## Description of the task
Gather every line of the material below that contains the word "wooden", treating uppercase and lowercase letters as different.

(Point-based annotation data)
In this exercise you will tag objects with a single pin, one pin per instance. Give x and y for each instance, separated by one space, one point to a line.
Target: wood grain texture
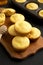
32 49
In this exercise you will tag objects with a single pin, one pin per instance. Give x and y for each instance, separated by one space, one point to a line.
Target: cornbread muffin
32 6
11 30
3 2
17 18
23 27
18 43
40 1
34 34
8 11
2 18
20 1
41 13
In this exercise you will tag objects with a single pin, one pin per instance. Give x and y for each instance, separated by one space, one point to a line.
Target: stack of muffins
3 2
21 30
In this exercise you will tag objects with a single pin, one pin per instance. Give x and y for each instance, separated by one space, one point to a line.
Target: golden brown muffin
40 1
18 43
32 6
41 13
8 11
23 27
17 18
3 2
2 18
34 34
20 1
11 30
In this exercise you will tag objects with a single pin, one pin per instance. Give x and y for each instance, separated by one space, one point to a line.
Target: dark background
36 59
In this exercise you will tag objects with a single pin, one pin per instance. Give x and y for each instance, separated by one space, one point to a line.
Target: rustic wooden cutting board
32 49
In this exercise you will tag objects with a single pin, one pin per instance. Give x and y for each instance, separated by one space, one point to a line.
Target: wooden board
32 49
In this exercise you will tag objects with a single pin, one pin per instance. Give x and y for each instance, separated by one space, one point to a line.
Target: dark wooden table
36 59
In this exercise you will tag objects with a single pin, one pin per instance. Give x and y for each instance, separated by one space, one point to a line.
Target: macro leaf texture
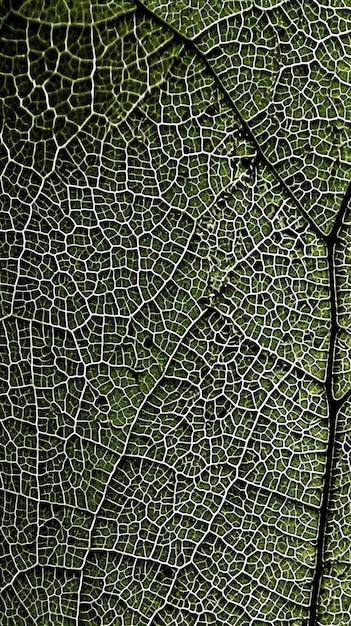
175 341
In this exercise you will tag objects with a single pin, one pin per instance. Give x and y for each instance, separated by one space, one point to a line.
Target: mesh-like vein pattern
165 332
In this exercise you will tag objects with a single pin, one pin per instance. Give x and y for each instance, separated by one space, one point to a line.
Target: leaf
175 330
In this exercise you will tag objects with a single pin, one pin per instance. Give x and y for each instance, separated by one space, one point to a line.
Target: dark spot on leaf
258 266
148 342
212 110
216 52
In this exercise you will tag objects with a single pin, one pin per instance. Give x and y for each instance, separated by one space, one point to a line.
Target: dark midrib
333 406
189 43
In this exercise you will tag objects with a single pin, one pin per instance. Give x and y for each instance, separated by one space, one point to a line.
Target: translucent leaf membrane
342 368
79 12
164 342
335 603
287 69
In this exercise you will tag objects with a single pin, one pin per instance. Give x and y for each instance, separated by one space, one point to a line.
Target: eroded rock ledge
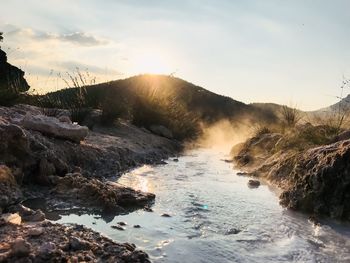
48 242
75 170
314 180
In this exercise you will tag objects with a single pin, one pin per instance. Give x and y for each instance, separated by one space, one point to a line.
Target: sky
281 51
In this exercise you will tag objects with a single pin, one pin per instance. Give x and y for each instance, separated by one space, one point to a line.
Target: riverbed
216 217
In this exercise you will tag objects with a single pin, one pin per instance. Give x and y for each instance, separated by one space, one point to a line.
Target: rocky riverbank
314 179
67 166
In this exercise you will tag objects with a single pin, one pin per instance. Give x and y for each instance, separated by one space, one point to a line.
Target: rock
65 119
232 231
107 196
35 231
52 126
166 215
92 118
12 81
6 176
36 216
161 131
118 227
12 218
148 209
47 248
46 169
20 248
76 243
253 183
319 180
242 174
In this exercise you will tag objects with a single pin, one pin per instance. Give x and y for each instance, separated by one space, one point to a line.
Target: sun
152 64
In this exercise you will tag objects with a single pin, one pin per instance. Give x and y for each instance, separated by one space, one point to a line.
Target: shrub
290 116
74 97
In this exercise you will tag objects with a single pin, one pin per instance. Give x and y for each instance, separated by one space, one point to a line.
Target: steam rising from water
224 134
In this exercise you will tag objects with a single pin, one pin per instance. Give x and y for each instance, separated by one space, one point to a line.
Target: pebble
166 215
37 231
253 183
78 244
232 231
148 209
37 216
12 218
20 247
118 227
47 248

## Response for this exercise
Target: rustic wooden cutting board
Target: wooden board
Target: dark wooden table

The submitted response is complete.